*** Opening Exercise data ***

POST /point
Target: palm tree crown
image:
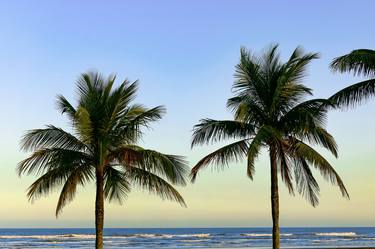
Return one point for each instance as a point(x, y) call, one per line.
point(361, 62)
point(107, 128)
point(270, 111)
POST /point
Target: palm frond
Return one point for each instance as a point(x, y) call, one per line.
point(44, 160)
point(354, 95)
point(173, 167)
point(50, 137)
point(78, 176)
point(319, 162)
point(221, 157)
point(209, 130)
point(306, 184)
point(154, 184)
point(360, 62)
point(116, 186)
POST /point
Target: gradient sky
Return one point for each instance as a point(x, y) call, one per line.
point(183, 53)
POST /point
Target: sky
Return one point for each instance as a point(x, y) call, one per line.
point(183, 53)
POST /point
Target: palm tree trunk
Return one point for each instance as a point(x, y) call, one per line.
point(99, 209)
point(274, 200)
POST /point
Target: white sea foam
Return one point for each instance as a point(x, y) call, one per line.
point(263, 234)
point(344, 234)
point(92, 236)
point(49, 237)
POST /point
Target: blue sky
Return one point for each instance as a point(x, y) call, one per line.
point(183, 53)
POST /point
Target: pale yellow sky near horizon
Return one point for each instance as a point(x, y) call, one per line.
point(184, 54)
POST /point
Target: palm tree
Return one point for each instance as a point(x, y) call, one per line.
point(362, 63)
point(102, 148)
point(269, 112)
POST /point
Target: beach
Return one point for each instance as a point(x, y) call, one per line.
point(223, 238)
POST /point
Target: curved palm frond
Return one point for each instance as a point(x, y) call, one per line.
point(262, 137)
point(65, 107)
point(154, 184)
point(78, 176)
point(306, 184)
point(173, 167)
point(319, 162)
point(44, 160)
point(116, 185)
point(209, 131)
point(50, 137)
point(354, 95)
point(221, 157)
point(360, 62)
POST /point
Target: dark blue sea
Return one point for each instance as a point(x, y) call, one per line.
point(189, 238)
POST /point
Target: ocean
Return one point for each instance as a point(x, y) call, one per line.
point(188, 237)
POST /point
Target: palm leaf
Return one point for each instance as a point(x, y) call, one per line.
point(221, 157)
point(360, 62)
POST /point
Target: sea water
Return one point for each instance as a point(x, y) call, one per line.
point(188, 238)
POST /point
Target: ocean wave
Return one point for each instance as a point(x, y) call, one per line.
point(92, 236)
point(344, 234)
point(48, 237)
point(263, 234)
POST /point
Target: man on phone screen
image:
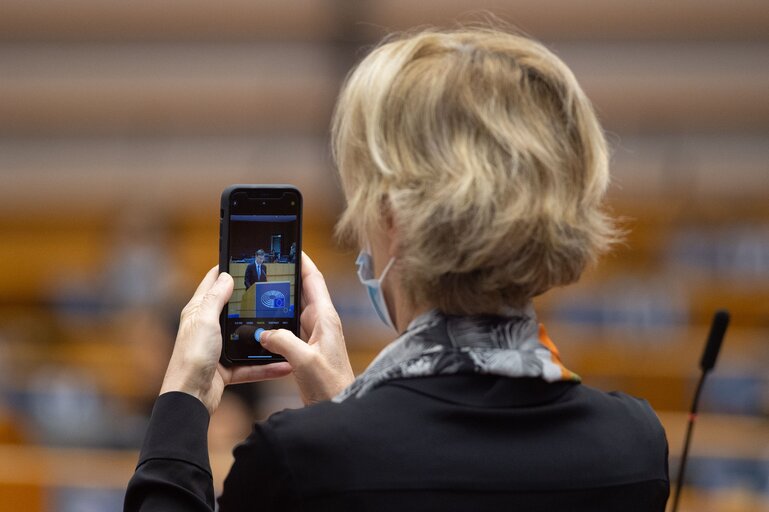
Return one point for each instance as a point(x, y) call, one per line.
point(256, 272)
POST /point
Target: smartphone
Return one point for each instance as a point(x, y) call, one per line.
point(260, 246)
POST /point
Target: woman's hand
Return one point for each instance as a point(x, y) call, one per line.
point(194, 367)
point(321, 366)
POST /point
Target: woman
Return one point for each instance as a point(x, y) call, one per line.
point(474, 169)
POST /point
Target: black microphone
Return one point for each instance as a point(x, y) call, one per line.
point(708, 361)
point(716, 336)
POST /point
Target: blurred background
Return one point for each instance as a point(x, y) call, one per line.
point(121, 122)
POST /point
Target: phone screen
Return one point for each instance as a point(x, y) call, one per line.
point(261, 237)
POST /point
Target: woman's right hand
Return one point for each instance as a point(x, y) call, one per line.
point(321, 365)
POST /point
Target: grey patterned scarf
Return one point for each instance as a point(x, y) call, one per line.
point(512, 345)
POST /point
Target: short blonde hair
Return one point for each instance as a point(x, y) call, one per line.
point(489, 157)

*** Closing Exercise data ***

Task requirements = Only lines containing the word "palm" should be copied from the material above.

Output of the exercise =
Target: palm tree crown
Target: palm frond
Target: palm tree trunk
Target: palm tree
Target: curved palm frond
Target: palm leaf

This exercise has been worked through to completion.